**GIVEN DATA**
▬▬▬▬▬▬

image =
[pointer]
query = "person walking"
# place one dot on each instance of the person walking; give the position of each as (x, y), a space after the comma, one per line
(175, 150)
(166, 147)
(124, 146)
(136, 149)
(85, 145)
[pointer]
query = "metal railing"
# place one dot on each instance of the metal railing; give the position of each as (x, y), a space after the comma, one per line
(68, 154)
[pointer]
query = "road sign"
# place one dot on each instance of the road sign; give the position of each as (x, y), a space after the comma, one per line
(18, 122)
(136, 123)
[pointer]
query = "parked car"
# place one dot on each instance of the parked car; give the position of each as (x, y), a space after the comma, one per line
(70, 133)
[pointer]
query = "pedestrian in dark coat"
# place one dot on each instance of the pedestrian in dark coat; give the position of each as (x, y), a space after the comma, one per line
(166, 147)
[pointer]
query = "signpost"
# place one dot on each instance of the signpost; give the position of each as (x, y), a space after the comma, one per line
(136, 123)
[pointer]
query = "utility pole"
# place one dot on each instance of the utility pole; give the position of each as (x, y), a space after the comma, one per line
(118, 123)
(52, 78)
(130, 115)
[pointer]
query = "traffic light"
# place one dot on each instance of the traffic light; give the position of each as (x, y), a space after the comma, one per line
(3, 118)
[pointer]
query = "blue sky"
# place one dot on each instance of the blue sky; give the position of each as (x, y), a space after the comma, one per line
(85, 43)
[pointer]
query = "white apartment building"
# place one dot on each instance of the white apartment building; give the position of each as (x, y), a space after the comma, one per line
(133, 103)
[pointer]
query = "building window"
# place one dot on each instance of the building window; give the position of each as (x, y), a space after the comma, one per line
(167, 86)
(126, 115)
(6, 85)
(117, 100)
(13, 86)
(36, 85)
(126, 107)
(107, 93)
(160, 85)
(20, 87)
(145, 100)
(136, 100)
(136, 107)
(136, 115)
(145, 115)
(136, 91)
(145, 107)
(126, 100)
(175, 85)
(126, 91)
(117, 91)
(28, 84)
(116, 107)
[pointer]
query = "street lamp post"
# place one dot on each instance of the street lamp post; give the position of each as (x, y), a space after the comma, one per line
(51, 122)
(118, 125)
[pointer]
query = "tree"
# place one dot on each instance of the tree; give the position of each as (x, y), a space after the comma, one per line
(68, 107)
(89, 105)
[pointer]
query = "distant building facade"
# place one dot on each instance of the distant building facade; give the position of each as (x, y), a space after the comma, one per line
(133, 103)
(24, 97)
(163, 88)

▬▬▬▬▬▬

**WRITTEN REQUEST**
Retype all of the data shown above, word for word.

**RESULT FOR THIS EXERCISE**
image =
[pointer]
query = "person walking"
# place one dot on each instance of the person walking; give the position of each as (x, y), a space after the comma, one per line
(175, 150)
(166, 147)
(124, 146)
(136, 149)
(85, 145)
[pointer]
query = "metal railing"
# place one dot on each instance of the metal railing; give the position of each as (x, y), a space after the comma, one per line
(68, 154)
[pointer]
query = "road sign"
# place one dot on each instance of the road sign; give the position of each as (x, y), a space after the comma, one per line
(18, 122)
(136, 123)
[pointer]
query = "parked car"
# place one dot on each instance of the parked car; give the position of each as (x, y), a space after the comma, one per line
(70, 133)
[pointer]
query = "pedestrian in dark coat"
# place one dot on each instance of the pedestrian in dark coat; give the position of each as (x, y), a space after the comma, one per line
(166, 147)
[pointer]
query = "signpost"
# place one dot on each instance of the signpost; give the position of each as (x, y), a space after the comma, one per line
(136, 123)
[pointer]
query = "utility pole"
# place one dot on each instance of the utility pole; give the position of each as (x, y), a space after the comma, one per line
(118, 123)
(52, 78)
(130, 115)
[pointer]
query = "traffic light"
# place one dot on each instance of the traffic light; give the position of each as (x, y), a space after the comma, one per line
(3, 118)
[pointer]
query = "blue sky"
# place one dot on each instance of the blue sky; give the position of each as (x, y), a space after the comma, one per line
(85, 43)
[pointer]
query = "white apartment building"
# place one dot on each instance of the white apartment building; give the position of each as (x, y), a space after the comma, one per line
(133, 103)
[pointer]
query = "building window"
# place one dot on each instance of the building window; give the position of each as (x, y), a space after the comma, one per line
(167, 86)
(126, 115)
(6, 85)
(117, 100)
(13, 86)
(36, 85)
(126, 107)
(107, 93)
(160, 85)
(20, 87)
(145, 100)
(136, 100)
(136, 107)
(136, 115)
(145, 115)
(136, 91)
(145, 107)
(126, 100)
(175, 85)
(126, 91)
(117, 91)
(28, 84)
(116, 107)
[pointer]
query = "street lamp post"
# place one dot on each instance of the street lamp post; give the position of each as (x, y), a space after the comma, one per line
(51, 122)
(118, 125)
[pointer]
query = "tree"
# place one dot on each instance of the tree; give the position of each as (x, y), a space after the comma, one per line
(68, 107)
(89, 105)
[pointer]
query = "distant building facade"
# place one dot on each instance of the distant building facade; give the position of each as (x, y), a space after the comma, one per line
(133, 103)
(24, 97)
(163, 88)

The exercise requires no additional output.